- _Selected extract_:
####

Christian's creation really wasn't all that bad. The dress was cute and age appropriate, if a little busy. But he totally shot himself in the foot by trying to blame all of the problems on Maddie. Nina seemed more upset by Christian's actions on the runway than his actual dress. He was lucky to make it through this week.

Here's Maddie working it for the camera, even though she looks like she's got doilies covering her dress:

Meanwhile, Kevin was voted off, which is at the very least a loss in the personality department. Kevin projects a very likable, down-to-earth persona on screen and I'll miss him. But why or why did he not hem his freaking dress? I don't think there was a question in anyone's mind -- Kevin's included -- that the judges were going to slam him for it.

Nina and Co. also said the dress was cheap-looking and too old for the model. Not being there in person, it was hard to tell if the cheap comment was true. But the dress and styling made the model look like a pageant contestant from 1955.

In this photo, the dress also makes the model look really short and squat. Considering the judges' unflattering comments, do you think she and the rest of the Bottom Four actually wore their designs to prom?

####

(Data lines)
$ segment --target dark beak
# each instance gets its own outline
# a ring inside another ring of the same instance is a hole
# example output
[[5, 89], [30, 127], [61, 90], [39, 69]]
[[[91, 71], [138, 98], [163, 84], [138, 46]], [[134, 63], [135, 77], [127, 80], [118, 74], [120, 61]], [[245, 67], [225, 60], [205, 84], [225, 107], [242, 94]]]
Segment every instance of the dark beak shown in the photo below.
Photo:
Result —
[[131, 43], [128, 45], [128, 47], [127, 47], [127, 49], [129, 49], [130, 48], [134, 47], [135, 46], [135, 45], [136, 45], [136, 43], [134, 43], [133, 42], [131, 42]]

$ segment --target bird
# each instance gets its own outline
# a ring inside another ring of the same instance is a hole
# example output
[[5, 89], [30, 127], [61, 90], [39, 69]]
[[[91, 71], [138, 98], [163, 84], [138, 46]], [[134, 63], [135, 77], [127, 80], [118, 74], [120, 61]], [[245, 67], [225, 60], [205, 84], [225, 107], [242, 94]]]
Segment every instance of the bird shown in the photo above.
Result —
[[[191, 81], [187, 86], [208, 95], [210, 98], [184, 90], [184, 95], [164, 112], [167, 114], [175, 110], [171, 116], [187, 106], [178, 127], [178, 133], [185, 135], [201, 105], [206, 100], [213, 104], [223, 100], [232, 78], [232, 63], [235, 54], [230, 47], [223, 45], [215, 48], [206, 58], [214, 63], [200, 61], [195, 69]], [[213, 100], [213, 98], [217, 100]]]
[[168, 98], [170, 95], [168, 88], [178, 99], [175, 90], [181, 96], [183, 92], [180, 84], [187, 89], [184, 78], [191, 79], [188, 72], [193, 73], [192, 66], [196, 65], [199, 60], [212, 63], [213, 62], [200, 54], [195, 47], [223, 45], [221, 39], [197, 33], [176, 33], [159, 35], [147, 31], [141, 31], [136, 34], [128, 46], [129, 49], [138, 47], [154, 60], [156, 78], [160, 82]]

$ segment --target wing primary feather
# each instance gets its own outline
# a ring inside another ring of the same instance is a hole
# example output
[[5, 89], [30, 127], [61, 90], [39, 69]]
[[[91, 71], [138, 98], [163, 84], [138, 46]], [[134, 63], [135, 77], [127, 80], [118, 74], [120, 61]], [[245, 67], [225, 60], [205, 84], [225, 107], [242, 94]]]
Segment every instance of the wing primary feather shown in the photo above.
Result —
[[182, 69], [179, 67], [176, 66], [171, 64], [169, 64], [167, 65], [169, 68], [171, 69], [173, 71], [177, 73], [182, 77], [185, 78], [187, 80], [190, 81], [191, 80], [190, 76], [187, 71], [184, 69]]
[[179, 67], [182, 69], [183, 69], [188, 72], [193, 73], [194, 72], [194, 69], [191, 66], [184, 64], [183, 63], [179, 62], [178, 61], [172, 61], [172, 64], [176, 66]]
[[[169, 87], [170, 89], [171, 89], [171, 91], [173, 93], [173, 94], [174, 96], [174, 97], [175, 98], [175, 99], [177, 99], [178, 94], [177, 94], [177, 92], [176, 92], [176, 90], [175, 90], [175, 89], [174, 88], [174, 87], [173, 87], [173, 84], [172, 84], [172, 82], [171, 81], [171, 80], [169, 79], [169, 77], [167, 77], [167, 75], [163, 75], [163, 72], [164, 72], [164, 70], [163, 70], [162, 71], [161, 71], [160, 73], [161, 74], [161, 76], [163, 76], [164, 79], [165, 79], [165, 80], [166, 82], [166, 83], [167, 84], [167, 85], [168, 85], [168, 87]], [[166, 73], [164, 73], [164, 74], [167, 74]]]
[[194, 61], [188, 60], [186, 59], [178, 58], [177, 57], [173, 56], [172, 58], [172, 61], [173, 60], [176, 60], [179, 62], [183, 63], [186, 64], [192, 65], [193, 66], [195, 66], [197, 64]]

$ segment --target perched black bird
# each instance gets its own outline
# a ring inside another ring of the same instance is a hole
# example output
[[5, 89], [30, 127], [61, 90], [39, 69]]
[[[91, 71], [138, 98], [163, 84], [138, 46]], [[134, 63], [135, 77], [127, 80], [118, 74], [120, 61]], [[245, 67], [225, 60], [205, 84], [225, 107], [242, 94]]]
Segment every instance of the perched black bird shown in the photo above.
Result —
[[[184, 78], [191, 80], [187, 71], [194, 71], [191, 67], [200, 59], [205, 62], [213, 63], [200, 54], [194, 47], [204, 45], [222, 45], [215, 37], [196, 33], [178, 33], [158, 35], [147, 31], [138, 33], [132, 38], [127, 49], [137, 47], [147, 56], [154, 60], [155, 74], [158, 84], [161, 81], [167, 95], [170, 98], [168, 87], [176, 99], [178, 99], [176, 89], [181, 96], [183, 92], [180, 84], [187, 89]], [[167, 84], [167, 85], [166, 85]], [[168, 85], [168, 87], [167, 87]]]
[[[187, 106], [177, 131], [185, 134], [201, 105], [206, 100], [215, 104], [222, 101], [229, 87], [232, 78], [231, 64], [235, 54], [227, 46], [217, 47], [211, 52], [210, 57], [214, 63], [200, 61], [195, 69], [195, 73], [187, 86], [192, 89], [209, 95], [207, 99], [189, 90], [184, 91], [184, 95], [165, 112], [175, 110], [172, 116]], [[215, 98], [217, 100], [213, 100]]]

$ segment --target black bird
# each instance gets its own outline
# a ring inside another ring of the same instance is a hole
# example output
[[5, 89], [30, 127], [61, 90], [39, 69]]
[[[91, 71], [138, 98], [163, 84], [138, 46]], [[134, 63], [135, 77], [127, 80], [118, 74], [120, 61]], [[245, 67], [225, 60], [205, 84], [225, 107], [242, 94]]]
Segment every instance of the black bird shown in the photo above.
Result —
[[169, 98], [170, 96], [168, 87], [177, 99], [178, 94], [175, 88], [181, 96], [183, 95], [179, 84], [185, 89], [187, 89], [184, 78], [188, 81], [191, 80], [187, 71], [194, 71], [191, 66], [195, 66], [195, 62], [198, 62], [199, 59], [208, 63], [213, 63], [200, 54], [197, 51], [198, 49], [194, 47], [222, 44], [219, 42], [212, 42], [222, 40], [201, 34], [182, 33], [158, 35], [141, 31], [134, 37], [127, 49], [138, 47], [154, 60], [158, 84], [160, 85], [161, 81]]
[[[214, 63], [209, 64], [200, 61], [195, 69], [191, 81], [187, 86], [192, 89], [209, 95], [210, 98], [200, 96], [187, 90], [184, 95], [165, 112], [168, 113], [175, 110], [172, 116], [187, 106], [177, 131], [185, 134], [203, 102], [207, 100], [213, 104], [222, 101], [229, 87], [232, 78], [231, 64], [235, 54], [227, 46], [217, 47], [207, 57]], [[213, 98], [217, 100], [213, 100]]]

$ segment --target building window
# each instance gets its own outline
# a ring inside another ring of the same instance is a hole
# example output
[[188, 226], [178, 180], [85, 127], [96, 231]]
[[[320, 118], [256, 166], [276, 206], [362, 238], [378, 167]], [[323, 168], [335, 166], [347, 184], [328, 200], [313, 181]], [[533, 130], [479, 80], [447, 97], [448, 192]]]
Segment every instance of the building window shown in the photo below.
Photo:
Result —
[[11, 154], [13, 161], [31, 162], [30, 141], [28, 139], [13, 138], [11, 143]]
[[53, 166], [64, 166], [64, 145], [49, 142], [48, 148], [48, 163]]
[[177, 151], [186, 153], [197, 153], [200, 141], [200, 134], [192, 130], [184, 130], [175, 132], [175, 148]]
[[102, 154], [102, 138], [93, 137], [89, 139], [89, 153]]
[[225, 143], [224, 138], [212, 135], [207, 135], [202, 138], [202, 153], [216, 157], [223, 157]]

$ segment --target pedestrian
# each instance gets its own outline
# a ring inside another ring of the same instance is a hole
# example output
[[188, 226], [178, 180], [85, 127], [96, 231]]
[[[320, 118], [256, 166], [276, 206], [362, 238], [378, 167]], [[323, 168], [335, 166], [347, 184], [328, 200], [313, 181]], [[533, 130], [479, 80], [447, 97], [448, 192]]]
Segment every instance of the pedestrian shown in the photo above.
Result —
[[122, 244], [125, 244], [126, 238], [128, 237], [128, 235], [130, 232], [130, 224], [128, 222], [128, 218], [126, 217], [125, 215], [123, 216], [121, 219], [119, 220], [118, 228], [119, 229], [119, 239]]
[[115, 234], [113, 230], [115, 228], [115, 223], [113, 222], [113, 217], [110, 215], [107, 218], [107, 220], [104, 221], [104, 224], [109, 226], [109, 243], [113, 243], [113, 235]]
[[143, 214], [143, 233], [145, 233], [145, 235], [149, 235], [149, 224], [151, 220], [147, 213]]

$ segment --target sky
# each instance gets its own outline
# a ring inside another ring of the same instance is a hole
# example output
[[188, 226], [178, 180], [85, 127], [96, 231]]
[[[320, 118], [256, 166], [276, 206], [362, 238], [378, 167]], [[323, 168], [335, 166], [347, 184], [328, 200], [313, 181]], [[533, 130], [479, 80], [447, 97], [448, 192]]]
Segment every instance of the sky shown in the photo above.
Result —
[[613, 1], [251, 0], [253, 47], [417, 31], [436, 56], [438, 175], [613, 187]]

####

- _Task goal_:
Answer these about the episode recap:
1. Whom did Christian try to blame for the problems with his dress?
2. What did Kevin fail to do to his dress?
3. From what year did the dress and styling make Kevin's model look like a pageant contestant?
Answer using only the recap, not the items.

- _Full solution_:
1. Maddie
2. Hem it
3. 1955